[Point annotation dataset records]
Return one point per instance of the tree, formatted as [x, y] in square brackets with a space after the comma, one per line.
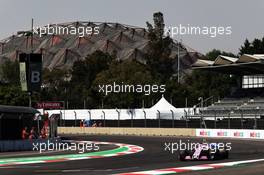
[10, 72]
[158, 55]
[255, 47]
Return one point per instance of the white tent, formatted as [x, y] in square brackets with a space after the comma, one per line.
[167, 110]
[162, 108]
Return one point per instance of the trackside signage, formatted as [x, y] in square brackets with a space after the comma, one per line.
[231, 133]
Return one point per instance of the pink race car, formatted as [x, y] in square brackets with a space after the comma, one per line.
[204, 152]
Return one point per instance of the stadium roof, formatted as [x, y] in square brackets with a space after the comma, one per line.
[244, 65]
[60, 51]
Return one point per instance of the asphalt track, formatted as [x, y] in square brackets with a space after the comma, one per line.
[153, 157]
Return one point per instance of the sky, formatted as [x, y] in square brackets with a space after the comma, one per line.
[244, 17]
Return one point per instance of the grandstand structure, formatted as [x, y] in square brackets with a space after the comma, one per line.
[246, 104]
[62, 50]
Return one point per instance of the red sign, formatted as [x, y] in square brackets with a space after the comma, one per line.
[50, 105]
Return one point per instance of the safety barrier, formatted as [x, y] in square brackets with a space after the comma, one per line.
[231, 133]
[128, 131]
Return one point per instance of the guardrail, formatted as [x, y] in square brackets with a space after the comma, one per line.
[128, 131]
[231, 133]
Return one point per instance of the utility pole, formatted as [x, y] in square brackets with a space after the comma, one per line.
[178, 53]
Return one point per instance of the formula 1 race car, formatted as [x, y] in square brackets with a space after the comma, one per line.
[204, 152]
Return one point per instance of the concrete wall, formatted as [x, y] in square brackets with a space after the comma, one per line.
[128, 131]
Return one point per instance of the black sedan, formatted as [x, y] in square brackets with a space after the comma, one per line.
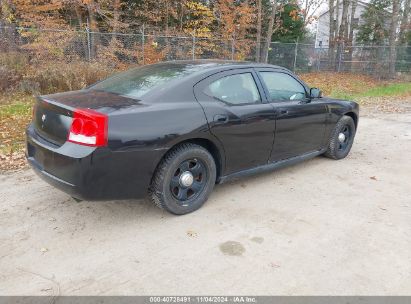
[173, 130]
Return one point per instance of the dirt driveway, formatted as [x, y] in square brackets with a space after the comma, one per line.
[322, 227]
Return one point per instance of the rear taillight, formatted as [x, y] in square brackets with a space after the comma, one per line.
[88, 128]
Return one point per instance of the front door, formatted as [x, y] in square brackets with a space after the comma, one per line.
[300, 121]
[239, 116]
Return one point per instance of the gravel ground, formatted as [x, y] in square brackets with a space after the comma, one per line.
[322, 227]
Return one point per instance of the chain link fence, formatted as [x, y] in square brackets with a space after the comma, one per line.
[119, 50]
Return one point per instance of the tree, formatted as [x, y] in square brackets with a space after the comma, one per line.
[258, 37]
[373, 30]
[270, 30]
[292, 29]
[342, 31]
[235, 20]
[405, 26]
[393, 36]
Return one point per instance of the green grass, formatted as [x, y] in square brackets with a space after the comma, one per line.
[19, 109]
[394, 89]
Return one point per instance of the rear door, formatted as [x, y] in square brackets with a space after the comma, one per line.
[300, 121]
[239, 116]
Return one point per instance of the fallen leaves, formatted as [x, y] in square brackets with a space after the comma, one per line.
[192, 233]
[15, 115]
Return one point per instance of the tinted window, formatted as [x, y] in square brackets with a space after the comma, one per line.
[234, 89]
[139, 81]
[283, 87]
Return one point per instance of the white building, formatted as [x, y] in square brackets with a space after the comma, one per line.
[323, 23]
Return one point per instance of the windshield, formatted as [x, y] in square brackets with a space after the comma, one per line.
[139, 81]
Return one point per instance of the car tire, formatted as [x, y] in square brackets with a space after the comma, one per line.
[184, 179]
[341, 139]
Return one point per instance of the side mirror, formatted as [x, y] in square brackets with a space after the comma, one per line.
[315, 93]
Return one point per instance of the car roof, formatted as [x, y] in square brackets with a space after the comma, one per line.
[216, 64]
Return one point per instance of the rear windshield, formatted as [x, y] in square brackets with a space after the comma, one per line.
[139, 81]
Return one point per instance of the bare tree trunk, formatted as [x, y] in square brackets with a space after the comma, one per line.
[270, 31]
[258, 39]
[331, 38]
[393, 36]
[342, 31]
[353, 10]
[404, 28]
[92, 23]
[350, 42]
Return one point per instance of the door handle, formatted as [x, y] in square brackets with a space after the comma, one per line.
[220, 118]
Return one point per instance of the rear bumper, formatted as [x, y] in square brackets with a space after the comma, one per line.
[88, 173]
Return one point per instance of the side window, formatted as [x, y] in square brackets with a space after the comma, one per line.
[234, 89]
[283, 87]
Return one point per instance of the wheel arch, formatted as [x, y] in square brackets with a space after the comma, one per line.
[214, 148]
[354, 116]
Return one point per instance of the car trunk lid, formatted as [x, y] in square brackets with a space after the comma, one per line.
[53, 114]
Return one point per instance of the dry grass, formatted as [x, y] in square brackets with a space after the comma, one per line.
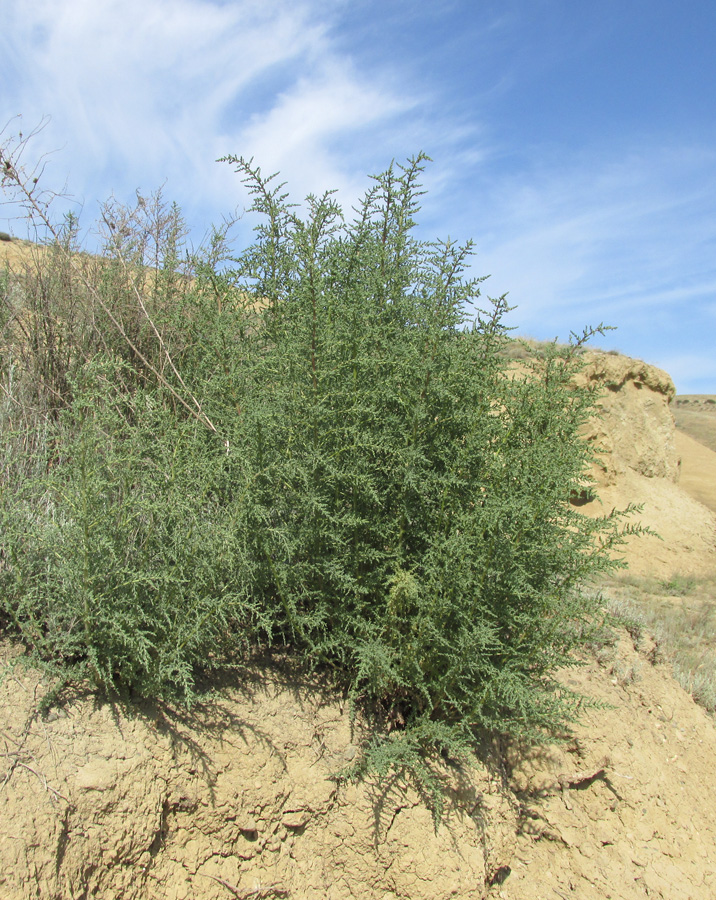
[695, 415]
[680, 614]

* * *

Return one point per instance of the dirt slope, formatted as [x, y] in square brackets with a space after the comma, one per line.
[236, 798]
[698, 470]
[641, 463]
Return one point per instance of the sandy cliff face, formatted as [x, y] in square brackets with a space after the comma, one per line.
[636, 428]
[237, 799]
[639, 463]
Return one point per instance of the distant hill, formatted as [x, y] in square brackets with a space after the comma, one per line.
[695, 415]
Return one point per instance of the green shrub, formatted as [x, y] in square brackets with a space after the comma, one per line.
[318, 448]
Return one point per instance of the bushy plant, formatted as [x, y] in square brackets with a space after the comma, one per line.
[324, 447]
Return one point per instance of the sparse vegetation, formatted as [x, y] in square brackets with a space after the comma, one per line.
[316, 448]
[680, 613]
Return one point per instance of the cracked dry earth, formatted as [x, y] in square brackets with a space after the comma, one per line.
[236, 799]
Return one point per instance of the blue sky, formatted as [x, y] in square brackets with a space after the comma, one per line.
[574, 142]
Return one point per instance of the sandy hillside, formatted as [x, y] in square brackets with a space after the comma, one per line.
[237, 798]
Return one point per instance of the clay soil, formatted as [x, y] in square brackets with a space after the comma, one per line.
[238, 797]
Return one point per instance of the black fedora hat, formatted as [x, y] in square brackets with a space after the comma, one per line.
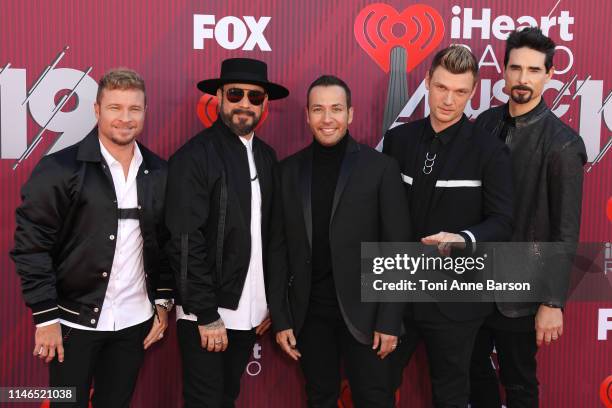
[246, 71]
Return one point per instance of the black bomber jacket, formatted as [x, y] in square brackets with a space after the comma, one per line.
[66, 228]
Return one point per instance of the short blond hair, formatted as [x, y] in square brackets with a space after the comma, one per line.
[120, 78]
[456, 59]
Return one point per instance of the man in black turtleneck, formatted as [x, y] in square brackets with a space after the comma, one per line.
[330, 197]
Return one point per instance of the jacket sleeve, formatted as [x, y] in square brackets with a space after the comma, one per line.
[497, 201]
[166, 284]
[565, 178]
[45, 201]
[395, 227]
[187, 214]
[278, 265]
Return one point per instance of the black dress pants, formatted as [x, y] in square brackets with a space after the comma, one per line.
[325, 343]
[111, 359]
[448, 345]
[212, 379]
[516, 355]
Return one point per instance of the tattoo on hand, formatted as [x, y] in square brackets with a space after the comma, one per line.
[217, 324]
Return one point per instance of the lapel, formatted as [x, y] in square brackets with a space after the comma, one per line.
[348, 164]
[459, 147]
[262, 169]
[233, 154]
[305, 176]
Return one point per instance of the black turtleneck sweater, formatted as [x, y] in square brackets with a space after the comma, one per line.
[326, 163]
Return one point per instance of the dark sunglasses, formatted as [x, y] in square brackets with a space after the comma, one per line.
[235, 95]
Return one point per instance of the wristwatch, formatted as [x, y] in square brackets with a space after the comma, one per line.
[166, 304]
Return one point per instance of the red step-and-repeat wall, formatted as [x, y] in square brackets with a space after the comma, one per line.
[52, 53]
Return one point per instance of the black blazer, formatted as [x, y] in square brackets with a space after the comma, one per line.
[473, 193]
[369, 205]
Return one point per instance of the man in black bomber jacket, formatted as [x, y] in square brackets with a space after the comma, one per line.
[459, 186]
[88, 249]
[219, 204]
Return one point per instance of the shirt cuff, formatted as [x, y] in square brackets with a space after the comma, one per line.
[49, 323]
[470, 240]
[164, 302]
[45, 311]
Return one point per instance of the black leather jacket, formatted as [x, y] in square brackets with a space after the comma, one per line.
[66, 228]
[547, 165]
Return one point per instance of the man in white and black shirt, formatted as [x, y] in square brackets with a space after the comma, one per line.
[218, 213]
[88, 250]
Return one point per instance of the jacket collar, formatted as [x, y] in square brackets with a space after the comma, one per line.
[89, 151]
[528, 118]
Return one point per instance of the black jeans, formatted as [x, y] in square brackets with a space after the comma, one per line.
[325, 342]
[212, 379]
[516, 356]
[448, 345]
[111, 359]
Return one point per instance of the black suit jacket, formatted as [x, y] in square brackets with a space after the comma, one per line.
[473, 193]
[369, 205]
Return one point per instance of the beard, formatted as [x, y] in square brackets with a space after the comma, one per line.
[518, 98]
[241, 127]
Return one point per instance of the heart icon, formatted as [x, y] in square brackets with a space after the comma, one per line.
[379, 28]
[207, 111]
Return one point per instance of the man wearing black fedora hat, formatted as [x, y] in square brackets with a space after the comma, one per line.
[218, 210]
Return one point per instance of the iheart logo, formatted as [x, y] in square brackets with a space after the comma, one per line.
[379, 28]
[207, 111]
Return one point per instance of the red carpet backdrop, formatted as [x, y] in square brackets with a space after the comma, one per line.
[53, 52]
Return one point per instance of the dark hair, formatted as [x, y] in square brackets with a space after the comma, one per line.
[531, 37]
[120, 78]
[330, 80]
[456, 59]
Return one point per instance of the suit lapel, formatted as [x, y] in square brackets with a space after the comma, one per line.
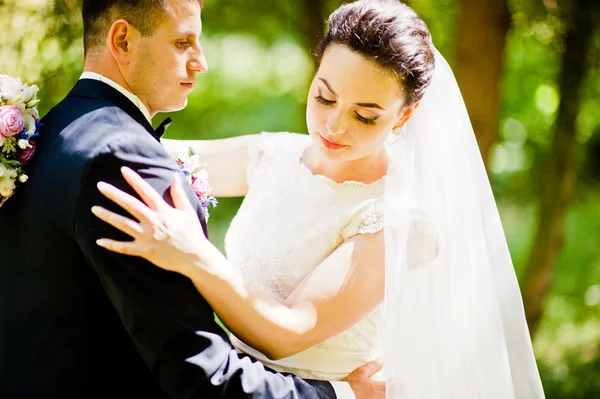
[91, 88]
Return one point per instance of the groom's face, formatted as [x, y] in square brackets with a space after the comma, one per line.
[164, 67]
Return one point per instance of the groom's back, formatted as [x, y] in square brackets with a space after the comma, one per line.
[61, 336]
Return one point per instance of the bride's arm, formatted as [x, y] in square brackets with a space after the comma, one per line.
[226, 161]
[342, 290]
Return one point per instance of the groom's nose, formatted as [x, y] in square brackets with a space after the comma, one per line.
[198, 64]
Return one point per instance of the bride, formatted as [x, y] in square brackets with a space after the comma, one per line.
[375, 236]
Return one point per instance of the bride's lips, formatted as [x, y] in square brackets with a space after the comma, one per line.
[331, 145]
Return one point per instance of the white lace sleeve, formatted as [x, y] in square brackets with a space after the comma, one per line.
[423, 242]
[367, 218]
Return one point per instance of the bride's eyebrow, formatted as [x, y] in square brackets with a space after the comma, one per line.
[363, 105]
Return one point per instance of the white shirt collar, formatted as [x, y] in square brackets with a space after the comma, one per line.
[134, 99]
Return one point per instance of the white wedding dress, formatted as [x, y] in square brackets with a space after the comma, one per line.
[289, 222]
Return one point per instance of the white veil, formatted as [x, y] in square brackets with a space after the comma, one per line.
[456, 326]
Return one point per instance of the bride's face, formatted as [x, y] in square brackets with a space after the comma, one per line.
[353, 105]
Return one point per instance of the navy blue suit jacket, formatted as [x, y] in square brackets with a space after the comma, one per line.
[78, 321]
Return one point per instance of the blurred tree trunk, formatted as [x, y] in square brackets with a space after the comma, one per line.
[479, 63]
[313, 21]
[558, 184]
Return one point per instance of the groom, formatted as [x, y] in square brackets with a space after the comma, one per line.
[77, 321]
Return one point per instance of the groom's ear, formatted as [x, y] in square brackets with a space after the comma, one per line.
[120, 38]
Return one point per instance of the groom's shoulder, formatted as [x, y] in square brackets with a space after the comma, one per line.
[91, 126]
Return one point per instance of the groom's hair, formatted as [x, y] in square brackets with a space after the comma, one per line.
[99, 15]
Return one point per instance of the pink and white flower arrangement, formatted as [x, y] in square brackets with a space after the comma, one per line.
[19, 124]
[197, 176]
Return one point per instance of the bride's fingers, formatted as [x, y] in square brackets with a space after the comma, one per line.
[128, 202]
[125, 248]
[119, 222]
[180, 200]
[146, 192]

● **JOB**
Find every line in the records above that contains the word "roof", and copy each of those lines.

● **WRITTEN ANSWER**
Return one point per instance of the stadium roof, formatted as [x, y] in square brackets with a space after the comma, one per line.
Return one point per instance of the car roof, formatted as [x, y] in square brackets with a space after the comma, one per line.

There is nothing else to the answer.